### [GIVEN EXERCISE 1]
In the listing, lay out the lines from the one containing "In this photo, point at the gold" through the end of the listing, inclusive, as a Markdown table with the columns Row and Line. Number each line in Row, put the line itself in Line, and omit blank lines.

Section 2.5 The Symmetric Group
For a set \(X\text{,}\) denote by \(S_X\) the set of bijective maps \(f: X \to X\text{.}\) We make \(S_X\) into a group with composition of functions as the binary operation: \((f,g)\mapsto f\circ g\text{,}\) so \(f\circ g(x) = f(g(x))\text{.}\)
The identity element is the identity map \(id_X:X
\to X\) defined by \(id_X(x) = x\) for all \(x \in X\text{.}\) Every element \(f
\in S_X\) has an inverse since each \(f\) is one-to-one and onto. The operation is associative since composition of maps is.
When \(X\) is finite, say \(|X| = n\text{,}\) we assume \(X =
\{1, 2, \dots, n\}\) and write \(S_n\) for \(S_X\text{.}\) It is easy to check that \(|S_n| = n!\text{.}\) The group \(S_n\) is called the symmetric group on \(n\) letters. Any subgroup of \(S_n\) is called a permutation group.
Note that \(S_1= \{id\}\) and \(S_2 = \{id, \sigma\}\) (where \(\sigma\) interchanges 1 and 2) are cyclic groups. For \(n\ge 3\text{,}\) it is easy to check that \(S_n\) is nonabelian.

### [GIVEN EXERCISE 2]
From the passage on the symmetric group, copy the portion between "When \(X\) is" and "a permutation group.", inclusive.

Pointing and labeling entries
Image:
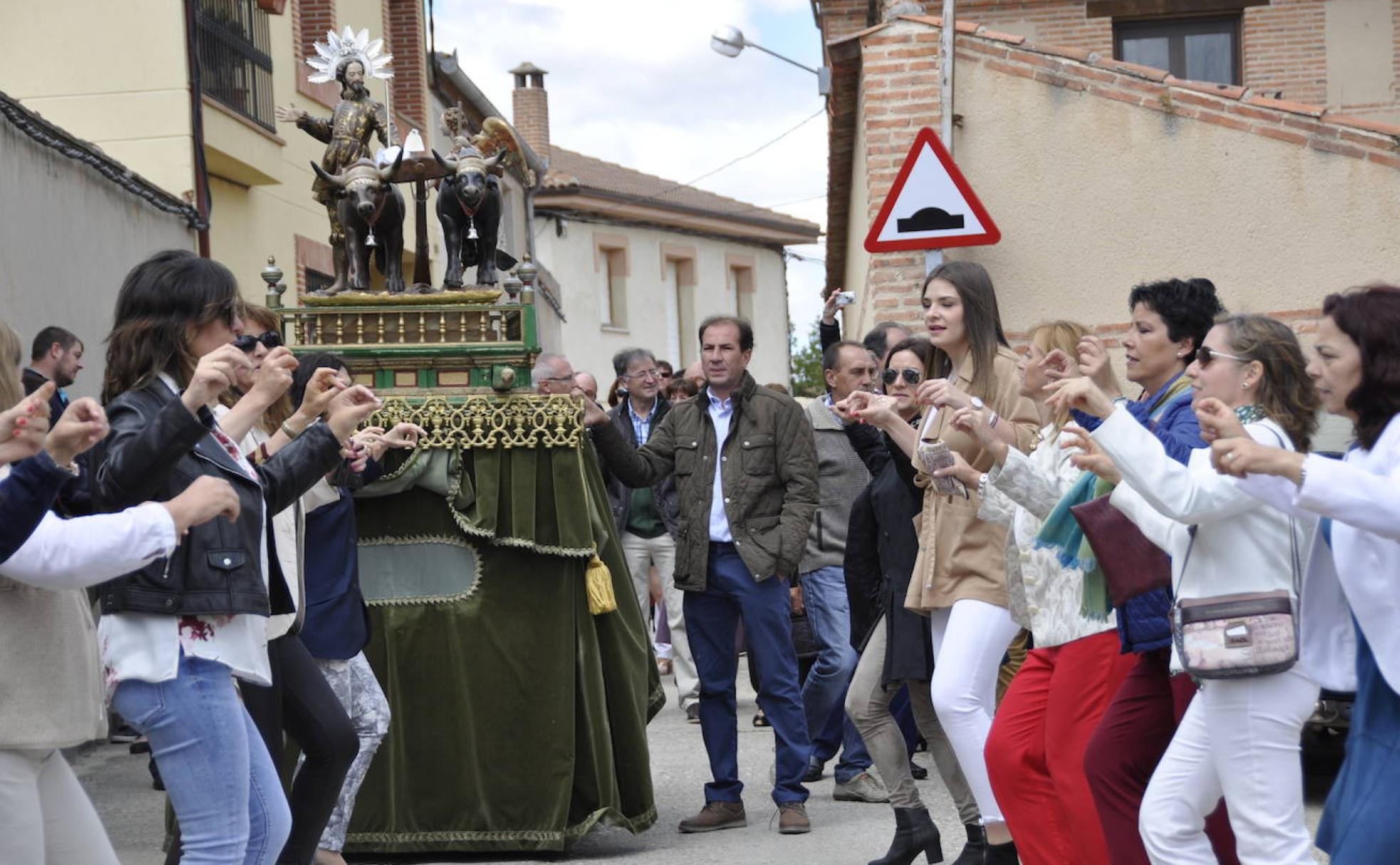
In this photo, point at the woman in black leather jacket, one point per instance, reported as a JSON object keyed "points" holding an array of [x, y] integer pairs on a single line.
{"points": [[176, 633]]}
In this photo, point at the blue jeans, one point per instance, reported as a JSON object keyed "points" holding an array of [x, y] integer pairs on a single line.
{"points": [[220, 780], [711, 622], [824, 693]]}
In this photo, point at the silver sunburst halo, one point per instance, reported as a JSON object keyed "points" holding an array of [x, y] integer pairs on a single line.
{"points": [[349, 46]]}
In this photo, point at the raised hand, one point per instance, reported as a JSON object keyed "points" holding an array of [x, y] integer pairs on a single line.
{"points": [[349, 408], [1093, 363], [24, 426], [1078, 393], [273, 377], [1057, 366], [83, 425], [216, 373], [1219, 420], [201, 502], [941, 392], [1091, 457]]}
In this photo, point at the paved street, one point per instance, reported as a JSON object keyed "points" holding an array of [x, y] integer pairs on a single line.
{"points": [[843, 833]]}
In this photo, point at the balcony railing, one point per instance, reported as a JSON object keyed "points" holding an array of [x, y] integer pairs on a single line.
{"points": [[234, 63]]}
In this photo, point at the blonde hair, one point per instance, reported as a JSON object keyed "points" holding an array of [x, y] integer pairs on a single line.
{"points": [[1063, 335], [11, 389]]}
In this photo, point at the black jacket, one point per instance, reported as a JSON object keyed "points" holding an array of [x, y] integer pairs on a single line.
{"points": [[664, 492], [879, 559], [156, 450]]}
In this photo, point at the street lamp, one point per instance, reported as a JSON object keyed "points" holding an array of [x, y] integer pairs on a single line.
{"points": [[730, 41]]}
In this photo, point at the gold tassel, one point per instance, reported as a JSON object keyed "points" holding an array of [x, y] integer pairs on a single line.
{"points": [[598, 581]]}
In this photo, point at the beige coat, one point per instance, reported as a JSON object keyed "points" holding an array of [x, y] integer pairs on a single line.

### [COMPLETE ANSWER 1]
| Row | Line |
|---|---|
| 1 | In this photo, point at the gold tassel, one point per instance, reported as a JSON object keyed "points" holding an array of [x, y] integer pairs on a single line. |
| 2 | {"points": [[598, 581]]} |
| 3 | In this photo, point at the beige coat, one point per instance, reported as a JSON object keyed "points" holding an array of [x, y] integer pairs on a single line. |

### [COMPLETE ANSWER 2]
When \(X\) is finite, say \(|X| = n\text{,}\) we assume \(X =
\{1, 2, \dots, n\}\) and write \(S_n\) for \(S_X\text{.}\) It is easy to check that \(|S_n| = n!\text{.}\) The group \(S_n\) is called the symmetric group on \(n\) letters. Any subgroup of \(S_n\) is called a permutation group.